→ **Task objective**
Where a line holds the word "yellow", copy it from the records.

→ **Material shown**
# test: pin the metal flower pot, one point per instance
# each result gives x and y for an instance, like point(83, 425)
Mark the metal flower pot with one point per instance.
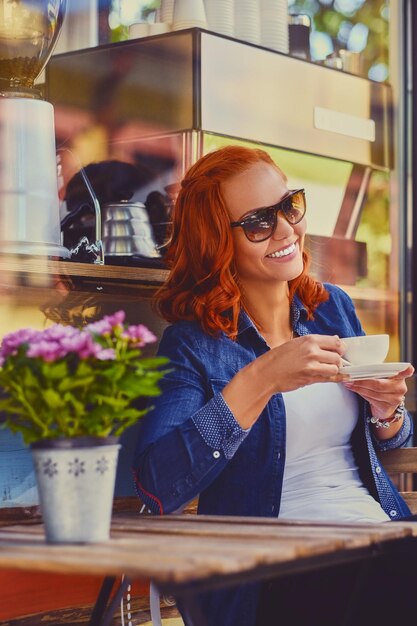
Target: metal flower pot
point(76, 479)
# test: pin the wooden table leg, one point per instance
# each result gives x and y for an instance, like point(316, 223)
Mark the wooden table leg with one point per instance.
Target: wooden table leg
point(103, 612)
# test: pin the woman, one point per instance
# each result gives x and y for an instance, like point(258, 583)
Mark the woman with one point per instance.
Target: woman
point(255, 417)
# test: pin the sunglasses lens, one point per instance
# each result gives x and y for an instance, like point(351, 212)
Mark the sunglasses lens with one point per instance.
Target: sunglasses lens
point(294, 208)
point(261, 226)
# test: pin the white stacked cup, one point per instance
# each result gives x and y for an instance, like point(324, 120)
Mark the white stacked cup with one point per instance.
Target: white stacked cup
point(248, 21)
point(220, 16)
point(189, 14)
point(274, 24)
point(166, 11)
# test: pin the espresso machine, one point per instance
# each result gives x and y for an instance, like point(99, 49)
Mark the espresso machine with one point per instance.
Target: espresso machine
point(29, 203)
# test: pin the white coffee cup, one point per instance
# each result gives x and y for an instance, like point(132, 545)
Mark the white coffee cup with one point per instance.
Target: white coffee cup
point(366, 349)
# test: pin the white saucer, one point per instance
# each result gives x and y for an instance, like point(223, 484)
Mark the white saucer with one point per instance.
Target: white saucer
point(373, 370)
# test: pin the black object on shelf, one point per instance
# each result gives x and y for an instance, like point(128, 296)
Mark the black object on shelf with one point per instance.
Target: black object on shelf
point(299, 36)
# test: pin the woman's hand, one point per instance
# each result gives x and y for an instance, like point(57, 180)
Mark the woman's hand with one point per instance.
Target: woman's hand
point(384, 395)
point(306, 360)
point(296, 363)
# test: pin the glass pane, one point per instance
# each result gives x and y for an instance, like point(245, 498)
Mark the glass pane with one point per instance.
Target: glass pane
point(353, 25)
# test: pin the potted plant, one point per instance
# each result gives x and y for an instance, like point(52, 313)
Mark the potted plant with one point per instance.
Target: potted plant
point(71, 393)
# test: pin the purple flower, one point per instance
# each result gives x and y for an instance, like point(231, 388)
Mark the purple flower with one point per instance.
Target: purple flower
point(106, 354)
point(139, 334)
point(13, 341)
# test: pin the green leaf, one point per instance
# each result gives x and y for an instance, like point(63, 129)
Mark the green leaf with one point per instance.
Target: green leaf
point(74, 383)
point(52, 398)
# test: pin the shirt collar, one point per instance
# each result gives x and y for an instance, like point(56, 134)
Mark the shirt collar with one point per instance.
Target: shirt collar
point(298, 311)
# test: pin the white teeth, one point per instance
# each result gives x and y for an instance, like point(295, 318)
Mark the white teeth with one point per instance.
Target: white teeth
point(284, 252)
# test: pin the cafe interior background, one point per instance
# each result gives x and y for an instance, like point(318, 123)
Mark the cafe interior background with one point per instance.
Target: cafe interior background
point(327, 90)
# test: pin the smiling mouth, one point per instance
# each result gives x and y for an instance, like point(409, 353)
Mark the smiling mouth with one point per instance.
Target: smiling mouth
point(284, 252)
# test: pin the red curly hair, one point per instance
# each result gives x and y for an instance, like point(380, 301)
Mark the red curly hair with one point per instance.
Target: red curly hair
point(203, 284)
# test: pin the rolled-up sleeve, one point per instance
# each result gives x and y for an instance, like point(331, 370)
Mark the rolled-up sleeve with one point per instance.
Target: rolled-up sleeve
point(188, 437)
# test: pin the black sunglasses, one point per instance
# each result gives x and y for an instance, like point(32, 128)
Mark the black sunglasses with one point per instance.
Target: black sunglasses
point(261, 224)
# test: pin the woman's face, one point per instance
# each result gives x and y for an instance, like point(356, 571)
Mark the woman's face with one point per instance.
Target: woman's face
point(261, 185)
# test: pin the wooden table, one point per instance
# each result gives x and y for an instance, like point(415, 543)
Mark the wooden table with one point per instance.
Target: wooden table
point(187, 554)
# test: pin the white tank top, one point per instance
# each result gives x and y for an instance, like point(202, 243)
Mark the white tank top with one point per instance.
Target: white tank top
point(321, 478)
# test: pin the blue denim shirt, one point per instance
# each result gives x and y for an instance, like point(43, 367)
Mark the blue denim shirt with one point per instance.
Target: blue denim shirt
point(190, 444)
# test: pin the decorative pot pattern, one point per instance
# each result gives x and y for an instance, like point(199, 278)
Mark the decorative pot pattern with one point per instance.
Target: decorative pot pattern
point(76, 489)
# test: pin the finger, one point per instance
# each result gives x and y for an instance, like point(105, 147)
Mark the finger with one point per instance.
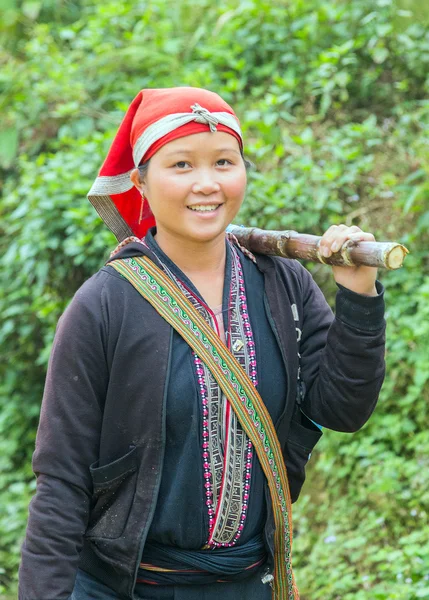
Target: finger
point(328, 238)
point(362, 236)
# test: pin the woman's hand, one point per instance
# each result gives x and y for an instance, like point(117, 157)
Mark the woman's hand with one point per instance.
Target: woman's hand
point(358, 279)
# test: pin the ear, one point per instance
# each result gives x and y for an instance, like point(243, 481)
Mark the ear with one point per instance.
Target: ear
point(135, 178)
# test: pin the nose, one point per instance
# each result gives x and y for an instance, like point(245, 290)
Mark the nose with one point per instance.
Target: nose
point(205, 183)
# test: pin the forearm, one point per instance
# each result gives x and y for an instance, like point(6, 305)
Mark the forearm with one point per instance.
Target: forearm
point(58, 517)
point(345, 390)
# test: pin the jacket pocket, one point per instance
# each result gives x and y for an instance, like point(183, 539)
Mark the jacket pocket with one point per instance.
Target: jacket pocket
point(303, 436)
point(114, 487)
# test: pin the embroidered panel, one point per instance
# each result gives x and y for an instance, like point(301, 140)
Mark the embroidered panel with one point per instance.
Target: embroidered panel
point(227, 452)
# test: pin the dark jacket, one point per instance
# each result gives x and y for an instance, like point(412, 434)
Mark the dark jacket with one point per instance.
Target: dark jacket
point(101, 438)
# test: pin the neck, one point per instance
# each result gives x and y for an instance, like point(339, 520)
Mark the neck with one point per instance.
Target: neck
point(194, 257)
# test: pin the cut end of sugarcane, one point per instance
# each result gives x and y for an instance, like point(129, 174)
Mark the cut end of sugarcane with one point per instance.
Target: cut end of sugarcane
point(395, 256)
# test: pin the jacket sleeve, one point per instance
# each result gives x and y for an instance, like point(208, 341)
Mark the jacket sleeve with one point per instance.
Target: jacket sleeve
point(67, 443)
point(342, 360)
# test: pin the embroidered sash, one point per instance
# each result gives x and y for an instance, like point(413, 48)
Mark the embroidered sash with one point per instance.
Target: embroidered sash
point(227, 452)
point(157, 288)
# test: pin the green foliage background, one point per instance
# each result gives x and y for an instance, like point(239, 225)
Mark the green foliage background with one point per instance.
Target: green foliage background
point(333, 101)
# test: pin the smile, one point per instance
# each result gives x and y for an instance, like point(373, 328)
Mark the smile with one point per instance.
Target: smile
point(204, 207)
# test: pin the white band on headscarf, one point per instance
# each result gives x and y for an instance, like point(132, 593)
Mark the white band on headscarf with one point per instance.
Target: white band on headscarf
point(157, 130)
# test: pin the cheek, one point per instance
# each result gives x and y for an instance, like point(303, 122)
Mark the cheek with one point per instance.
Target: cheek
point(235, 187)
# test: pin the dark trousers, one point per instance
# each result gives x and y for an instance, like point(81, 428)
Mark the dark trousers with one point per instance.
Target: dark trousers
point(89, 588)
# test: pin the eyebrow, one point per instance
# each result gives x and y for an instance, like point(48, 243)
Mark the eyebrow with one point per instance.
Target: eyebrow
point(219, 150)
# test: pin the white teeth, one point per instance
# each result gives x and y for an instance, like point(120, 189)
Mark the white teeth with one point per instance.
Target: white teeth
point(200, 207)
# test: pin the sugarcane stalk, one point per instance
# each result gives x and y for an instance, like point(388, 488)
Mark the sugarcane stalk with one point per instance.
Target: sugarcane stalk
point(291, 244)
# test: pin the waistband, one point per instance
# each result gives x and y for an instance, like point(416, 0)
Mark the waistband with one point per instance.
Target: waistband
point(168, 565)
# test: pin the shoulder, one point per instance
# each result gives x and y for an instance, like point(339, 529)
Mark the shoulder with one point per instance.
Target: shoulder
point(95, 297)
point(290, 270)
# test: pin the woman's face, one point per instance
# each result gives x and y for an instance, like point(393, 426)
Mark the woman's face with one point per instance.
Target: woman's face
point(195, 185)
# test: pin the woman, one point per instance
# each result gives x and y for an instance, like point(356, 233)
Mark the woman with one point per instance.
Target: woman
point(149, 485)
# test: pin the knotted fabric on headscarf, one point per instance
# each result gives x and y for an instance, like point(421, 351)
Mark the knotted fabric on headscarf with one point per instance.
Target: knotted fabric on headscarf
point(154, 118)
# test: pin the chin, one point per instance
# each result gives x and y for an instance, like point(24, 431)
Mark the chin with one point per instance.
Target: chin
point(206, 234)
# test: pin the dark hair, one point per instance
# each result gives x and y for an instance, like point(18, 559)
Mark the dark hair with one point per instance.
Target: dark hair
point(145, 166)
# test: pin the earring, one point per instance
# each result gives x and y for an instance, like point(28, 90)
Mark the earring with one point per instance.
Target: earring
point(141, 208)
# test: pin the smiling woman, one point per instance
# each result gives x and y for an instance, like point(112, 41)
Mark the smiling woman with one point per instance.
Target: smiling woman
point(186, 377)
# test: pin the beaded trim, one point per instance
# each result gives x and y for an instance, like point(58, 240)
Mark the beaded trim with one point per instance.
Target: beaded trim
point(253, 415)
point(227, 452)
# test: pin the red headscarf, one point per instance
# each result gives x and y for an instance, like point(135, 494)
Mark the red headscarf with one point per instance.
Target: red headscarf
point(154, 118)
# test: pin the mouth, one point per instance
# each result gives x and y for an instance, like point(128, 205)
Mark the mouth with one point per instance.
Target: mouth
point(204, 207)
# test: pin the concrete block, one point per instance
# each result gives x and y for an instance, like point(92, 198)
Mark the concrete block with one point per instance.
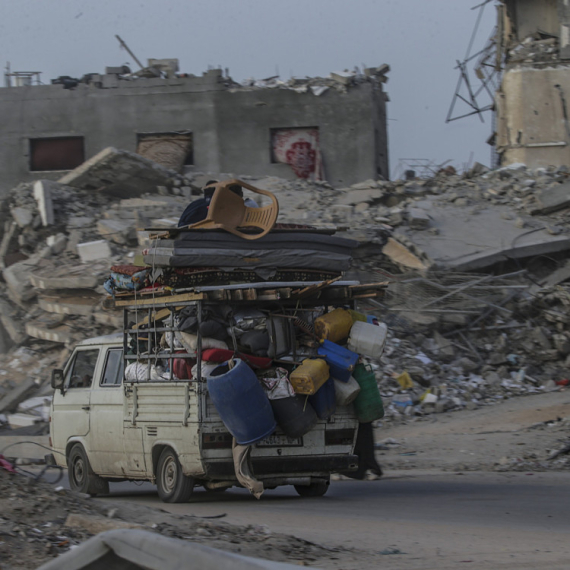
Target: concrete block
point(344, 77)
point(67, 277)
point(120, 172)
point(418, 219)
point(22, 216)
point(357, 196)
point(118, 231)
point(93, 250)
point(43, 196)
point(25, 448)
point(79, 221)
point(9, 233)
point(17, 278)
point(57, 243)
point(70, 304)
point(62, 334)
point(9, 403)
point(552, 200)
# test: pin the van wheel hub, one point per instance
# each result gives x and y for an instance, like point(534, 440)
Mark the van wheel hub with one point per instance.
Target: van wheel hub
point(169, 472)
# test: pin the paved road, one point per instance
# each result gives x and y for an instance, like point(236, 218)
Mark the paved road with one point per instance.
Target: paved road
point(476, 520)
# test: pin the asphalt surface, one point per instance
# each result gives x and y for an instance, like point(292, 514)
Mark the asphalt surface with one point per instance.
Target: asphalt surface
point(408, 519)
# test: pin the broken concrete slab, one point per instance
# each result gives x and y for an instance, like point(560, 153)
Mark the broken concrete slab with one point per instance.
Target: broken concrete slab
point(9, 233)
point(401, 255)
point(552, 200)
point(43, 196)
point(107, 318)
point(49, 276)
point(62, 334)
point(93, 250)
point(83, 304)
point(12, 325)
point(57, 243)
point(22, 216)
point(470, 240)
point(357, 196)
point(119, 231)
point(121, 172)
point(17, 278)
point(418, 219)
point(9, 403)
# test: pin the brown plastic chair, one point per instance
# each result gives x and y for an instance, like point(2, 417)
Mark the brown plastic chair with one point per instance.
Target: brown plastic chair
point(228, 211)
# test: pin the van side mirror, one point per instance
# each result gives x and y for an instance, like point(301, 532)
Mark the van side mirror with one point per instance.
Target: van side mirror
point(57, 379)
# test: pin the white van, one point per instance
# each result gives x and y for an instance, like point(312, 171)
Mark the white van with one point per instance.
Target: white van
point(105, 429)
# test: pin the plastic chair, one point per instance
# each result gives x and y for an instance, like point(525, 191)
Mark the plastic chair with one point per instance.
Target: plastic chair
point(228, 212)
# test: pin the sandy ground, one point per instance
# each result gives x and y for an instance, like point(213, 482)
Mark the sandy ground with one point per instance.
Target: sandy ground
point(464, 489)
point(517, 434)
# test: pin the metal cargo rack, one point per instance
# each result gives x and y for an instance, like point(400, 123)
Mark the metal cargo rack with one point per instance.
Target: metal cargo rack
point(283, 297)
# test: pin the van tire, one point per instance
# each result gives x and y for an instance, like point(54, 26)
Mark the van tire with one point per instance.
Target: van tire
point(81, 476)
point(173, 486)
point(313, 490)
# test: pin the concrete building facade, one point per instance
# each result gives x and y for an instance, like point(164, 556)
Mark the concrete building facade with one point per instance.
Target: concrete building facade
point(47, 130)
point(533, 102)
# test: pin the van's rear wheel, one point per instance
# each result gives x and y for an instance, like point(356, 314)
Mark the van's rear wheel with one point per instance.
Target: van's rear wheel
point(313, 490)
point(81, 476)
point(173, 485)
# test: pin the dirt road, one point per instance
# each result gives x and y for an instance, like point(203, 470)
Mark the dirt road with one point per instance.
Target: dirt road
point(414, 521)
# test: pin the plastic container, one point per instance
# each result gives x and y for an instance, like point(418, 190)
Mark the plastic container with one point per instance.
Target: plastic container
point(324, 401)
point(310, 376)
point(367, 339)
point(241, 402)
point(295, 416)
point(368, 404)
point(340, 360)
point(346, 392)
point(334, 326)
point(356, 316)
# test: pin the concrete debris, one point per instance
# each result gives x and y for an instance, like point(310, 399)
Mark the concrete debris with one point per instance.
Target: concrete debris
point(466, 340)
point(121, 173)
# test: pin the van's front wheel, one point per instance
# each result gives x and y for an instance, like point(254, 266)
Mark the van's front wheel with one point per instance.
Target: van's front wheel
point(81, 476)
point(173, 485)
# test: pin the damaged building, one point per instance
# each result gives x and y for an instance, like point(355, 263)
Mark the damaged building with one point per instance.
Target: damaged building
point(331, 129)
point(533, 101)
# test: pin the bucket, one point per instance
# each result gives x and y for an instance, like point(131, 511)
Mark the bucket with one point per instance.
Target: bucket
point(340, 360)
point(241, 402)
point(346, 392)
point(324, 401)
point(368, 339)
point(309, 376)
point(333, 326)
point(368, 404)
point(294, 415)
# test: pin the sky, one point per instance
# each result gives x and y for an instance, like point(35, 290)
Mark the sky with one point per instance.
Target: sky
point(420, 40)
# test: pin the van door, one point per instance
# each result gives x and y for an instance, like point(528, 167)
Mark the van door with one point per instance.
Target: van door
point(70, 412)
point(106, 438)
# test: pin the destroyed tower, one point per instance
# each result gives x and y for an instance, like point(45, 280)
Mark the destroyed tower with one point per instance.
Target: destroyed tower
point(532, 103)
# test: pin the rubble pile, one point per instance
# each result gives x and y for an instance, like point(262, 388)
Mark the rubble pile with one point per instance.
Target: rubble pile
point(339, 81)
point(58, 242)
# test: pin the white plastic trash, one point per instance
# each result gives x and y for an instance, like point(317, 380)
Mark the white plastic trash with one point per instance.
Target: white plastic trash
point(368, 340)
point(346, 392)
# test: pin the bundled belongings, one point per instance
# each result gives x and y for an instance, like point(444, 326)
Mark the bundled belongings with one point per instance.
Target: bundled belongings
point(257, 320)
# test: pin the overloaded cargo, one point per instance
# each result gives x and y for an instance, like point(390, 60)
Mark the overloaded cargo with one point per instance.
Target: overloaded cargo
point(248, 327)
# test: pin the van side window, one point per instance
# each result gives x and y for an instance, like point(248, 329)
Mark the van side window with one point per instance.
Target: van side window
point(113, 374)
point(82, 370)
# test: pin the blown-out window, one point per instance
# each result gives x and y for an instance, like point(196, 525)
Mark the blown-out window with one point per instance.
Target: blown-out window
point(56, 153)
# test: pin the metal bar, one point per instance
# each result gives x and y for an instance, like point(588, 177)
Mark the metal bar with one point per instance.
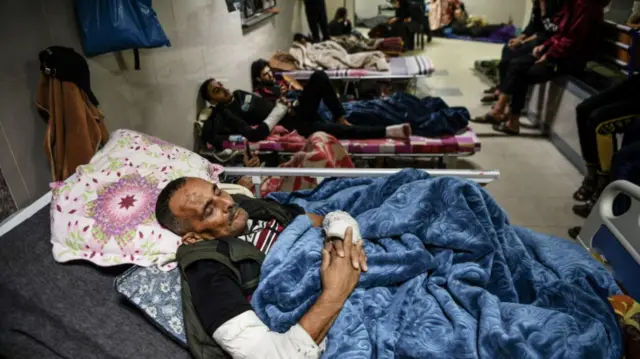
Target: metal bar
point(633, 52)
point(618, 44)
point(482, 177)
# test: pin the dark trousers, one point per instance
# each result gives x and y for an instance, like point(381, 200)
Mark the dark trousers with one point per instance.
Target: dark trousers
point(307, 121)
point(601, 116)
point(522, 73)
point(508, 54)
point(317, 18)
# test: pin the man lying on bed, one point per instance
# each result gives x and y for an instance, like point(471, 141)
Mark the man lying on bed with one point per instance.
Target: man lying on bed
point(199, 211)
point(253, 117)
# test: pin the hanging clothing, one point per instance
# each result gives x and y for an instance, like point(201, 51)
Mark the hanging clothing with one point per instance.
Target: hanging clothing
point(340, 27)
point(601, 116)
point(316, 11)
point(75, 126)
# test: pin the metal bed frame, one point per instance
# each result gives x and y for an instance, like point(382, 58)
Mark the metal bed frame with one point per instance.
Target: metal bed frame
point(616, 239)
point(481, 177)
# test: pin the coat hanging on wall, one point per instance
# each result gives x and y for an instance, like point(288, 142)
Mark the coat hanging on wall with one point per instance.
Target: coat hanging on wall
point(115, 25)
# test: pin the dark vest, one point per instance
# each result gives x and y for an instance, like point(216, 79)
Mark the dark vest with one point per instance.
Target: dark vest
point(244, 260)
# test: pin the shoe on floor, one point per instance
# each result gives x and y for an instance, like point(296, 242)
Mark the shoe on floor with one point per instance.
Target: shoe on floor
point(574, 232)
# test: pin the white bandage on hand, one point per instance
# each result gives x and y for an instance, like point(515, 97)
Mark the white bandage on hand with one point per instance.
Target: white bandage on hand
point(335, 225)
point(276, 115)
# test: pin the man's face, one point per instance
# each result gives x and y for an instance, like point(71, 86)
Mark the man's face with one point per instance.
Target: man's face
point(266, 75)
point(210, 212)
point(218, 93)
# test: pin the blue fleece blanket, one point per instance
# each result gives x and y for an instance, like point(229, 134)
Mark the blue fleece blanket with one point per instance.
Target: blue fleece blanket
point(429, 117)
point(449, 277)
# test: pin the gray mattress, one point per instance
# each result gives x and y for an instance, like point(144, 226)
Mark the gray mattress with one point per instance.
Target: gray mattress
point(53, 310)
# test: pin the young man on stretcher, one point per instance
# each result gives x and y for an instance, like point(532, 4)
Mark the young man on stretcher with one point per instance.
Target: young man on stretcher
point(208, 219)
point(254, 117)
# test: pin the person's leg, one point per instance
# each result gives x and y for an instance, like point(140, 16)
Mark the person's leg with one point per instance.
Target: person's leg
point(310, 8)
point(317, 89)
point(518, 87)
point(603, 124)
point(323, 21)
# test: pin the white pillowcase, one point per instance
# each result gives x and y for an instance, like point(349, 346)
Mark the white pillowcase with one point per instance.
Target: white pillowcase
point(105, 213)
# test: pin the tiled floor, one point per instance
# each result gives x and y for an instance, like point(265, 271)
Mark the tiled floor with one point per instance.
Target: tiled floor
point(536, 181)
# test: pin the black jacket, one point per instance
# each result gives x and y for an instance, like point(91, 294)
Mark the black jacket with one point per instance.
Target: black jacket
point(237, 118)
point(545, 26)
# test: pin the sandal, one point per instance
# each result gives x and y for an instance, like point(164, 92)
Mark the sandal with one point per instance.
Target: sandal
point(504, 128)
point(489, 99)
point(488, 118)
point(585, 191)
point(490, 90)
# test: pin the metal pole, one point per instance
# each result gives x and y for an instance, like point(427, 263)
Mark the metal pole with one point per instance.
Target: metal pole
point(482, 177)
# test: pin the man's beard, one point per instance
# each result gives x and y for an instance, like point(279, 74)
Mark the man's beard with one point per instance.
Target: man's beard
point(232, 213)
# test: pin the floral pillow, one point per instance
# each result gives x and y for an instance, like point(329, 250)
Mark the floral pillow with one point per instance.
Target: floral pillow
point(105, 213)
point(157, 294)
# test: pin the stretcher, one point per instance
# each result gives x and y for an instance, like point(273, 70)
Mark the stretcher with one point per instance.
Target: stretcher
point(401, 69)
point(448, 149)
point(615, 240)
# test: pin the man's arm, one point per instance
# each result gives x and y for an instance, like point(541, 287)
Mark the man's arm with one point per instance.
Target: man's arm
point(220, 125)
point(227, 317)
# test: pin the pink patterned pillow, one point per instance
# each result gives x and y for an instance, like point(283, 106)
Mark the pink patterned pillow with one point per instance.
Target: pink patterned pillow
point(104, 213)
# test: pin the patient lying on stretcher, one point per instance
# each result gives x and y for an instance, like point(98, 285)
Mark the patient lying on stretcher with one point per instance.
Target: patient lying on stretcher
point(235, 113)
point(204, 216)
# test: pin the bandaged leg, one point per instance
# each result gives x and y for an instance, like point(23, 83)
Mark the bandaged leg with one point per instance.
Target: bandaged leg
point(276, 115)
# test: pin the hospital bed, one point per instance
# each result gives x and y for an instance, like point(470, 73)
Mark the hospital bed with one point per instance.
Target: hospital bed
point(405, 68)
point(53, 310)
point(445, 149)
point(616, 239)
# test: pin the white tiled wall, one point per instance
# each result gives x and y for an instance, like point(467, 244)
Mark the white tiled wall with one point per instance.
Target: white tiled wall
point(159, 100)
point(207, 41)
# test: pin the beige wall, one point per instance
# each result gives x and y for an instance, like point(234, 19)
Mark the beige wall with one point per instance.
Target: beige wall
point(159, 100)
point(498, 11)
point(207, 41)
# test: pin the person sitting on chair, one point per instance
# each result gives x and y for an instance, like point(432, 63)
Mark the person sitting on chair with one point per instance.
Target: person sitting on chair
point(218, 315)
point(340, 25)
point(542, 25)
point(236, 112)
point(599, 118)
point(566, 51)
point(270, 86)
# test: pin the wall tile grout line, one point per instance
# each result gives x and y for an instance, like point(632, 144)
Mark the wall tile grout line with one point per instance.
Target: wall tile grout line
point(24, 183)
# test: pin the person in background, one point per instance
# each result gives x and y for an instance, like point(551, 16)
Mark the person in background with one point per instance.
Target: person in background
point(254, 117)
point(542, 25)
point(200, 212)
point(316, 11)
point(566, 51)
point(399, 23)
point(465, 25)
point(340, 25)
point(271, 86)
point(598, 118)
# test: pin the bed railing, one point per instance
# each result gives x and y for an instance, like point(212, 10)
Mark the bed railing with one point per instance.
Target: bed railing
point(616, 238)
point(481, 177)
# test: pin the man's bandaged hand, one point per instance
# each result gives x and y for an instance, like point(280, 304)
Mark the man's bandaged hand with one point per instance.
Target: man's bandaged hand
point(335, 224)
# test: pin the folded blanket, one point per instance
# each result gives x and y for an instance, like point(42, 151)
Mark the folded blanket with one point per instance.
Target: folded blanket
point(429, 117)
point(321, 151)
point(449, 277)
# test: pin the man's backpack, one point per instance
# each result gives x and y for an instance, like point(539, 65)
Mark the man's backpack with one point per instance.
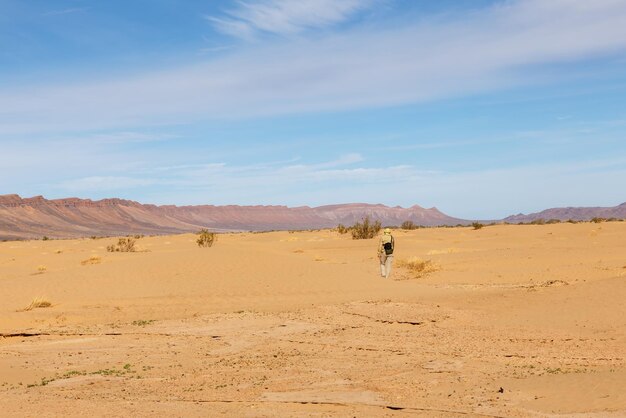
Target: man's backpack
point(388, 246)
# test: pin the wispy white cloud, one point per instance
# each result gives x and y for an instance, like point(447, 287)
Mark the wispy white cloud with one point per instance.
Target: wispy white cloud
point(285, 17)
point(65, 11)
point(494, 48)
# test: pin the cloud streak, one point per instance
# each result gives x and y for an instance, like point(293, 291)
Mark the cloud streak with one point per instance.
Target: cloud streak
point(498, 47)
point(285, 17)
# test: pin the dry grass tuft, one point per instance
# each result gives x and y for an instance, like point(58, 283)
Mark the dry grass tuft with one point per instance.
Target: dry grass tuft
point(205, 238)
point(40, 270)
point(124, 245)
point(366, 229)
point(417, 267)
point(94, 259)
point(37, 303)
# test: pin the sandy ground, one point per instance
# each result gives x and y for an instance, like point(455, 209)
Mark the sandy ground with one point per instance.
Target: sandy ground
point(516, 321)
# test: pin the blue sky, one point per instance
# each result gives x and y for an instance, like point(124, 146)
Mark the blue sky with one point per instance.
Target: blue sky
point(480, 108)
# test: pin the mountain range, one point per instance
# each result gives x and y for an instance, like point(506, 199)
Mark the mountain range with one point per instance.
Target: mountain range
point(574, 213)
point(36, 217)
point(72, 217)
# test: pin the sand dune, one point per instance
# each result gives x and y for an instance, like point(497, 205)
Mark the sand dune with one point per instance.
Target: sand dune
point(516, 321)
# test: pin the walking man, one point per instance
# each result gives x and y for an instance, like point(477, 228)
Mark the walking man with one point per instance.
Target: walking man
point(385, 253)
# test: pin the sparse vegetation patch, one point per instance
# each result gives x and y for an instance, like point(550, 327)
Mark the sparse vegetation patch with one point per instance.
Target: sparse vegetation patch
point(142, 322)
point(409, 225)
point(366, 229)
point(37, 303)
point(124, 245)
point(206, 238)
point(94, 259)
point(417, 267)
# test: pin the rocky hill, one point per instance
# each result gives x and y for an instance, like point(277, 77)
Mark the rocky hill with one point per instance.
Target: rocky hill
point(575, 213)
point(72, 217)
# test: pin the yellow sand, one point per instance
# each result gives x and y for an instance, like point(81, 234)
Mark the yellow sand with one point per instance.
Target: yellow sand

→ **Solution**
# test: pin the yellow sand, one point per instance
Mark the yellow sand with one point per instance.
Target: yellow sand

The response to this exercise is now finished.